TASKS AND EXERCISES ->
1. List each step of the morning plan that the speaker describes at the opening of the podcast excerpt, in order.
2. From the podcast excerpt, copy the stretch from "But I'm...I'm diagnosed" through "of Jack Donovan." word for word.
3. Carry on the podcast excerpt about the speaker's autism and the painter Jack Donovan, starting right after its last sentence.

So my plan this morning, before I was to begin my work day, was I was going to purchase some
lemons, and then I was going to go into my office, and dye my hair, and then wash my
hair in my shower that's in my office.
Things didn't go to plan.
A very bizarre situation unfolded which led to me being embarrassed in public.
Before I tell you what happened, I suppose I want to speak about so you know that I'm
on the autistic spectrum.
And it's called the spectrum because like two, two people can be autistic, and yet be completely different.
But I'm...I'm diagnosed three years now, and I know where I fit on the fucking spectrum.
And it's very...it's very comfortably within the eccentric artist territory.
What I mean by that is, like, I'm convinced that
a huge amount of artists or scientists and creative
people throughout history, a lot of these people also exhibited strange, odd and eccentric
behavior.
And it's where you get that cliche of the mad scientist or the crazy eccentric artist
or poet.
I reckon these people were neurodivergent.
Like I have an older brother,
and he went to art college in Limerick,
the same art college I went to,
but he went to this art college in the 90s,
and he had a painting tutor by the name of Jack Donovan.
Now Jack Donovan, he was a bit of a legend of a Limerick painter.
He died about 10 years ago. Probably
one of my favourite all time painters. And it's just a coincidence that he happens to
be from Limerick. But Jack Donovan was a deeply unique painter. With tons of humour in his
paintings. He used to cut up bits of magazines and stick them on the canvas and do these very strange, almost sexual paintings
that subtly alluded to abuse in the Catholic Church and he was painting these paintings in
the 60s and the 70s. He'd caught up pornographic magazines that were literally illegal, like
illegal in Ireland at the time. Dirty magazines had to be smuggled in from England,
but he'd caught up, like dirty magazines and paint around them and
have priests and cardinals in rooms with all these nudie women.
But it was done in this very surreal, funny way.
Someone I would have loved to have had on this podcast as a guest,
but he died before this podcast.
And I adored his paintings growing up because Someone I would have loved to have had on this podcast as a guest, but he died before this podcast.
And I adored his paintings growing up, because his work showed me how humor can fit within art.
How you can have comedy existing alongside serious ideas.
And not many people know of Jack Donovan's paintings outside of Limerick.
But he was my brother's tutor in art college.
And my brother used to come home and tell me stories about him and by all accounts he
was a lunatic, he was a deeply eccentric man. And my family would ask my brother, tell us
more stories, tell us more stories about your mad art tutor. And there was one particular
story where Jack Donovan used to wear, you're like a fisherman's cap,
like a bucket hat, a bucket hat.

MATERIAL SHOWN ->
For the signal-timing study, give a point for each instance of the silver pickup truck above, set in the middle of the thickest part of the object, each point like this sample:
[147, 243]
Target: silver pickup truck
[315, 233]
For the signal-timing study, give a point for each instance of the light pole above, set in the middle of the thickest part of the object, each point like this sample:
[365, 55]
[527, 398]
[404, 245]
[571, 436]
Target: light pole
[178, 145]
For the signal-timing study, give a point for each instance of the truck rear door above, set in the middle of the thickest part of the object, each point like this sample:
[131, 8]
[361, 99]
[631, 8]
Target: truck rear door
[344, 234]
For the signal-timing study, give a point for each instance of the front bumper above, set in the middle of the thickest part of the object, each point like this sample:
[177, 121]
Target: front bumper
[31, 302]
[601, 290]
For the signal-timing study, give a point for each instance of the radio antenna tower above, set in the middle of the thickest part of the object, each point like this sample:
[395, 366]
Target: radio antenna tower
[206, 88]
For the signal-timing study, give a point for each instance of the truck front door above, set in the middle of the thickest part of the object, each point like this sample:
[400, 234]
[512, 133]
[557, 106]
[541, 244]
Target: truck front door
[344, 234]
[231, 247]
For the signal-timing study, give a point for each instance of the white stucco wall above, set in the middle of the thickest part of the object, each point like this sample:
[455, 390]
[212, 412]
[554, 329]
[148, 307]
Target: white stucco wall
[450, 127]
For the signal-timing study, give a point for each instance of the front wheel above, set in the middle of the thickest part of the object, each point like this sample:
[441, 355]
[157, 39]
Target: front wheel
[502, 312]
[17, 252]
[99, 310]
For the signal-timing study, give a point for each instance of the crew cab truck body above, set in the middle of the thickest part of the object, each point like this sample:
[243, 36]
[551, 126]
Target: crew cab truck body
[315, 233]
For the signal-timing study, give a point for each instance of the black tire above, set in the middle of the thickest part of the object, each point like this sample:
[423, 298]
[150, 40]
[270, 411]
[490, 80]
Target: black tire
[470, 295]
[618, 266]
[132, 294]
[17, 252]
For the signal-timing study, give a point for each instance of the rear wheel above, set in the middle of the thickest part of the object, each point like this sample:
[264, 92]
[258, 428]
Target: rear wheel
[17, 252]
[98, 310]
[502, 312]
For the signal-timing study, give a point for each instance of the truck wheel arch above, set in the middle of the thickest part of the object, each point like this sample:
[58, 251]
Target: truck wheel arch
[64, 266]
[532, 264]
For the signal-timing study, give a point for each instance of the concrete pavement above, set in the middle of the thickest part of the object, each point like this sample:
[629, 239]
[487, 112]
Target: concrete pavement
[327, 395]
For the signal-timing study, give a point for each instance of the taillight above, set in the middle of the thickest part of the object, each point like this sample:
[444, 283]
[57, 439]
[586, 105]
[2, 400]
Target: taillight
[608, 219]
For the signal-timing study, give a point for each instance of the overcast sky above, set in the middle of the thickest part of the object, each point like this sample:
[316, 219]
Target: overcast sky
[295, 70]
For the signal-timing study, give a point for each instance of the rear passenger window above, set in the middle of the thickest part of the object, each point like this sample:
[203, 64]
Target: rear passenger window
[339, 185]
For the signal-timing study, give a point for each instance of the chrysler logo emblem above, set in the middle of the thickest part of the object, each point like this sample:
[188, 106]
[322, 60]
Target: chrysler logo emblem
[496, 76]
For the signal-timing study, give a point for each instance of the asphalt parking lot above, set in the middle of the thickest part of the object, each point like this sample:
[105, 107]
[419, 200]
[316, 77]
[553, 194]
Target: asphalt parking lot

ANSWERS TO THE TASKS ->
1.
1. Purchase some lemons
2. Go into the office
3. Dye hair
4. Wash hair in the shower in the office

2.
But I'm...I'm diagnosed three years now, and I know where I fit on the fucking spectrum.
And it's very...it's very comfortably within the eccentric artist territory.
What I mean by that is, like, I'm convinced that
a huge amount of artists or scientists and creative
people throughout history, a lot of these people also exhibited strange, odd and eccentric
behavior.
And it's where you get that cliche of the mad scientist or the crazy eccentric artist
or poet.
I reckon these people were neurodivergent.
Like I have an older brother,
and he went to art college in Limerick,
the same art college I went to,
but he went to this art college in the 90s,
and he had a painting tutor by the name of Jack Donovan.

3.
So Jack Donovan used to wear this bucket hat all the time,
but bucket hats are kind of floppy,
and he didn't like the top of his bucket hat being floppy.
So underneath his bucket hat, he would place a sock,
like a sock that you put on your foot,
he'd put that on his head underneath the bucket
hat to prop it up at all times.
Then one day these other tutors were visiting from another college and they were women.
They were from Italy, that was it.
They weren't Irish, they were from the continent.
And when they walked into the studio space, Jack Donovan said hello to them individually
by taking off his hat
to each individual woman. But instead of it being, you know, doffing your cap as a sign
of respect when you're saying hello to someone, they're looking on in horror because what
they see is a man in his 70s slowly revealing a sock, parted on the top of his head to each one of them and
Then and then they didn't know they didn't know what to make of it because they're from like Italy
So they assume that this was some some Irish way of greeting people that when you meet an Irish an old Irish man
He takes his hat off to show you the sock that he keeps on his head, like a fucking bird, in a nest.
And my brother used to tell us that story, and my whole family would laugh at just the
sheer ridiculousness of that story, and the fact that Jack Donovan didn't seem to be aware
of how absurd that was.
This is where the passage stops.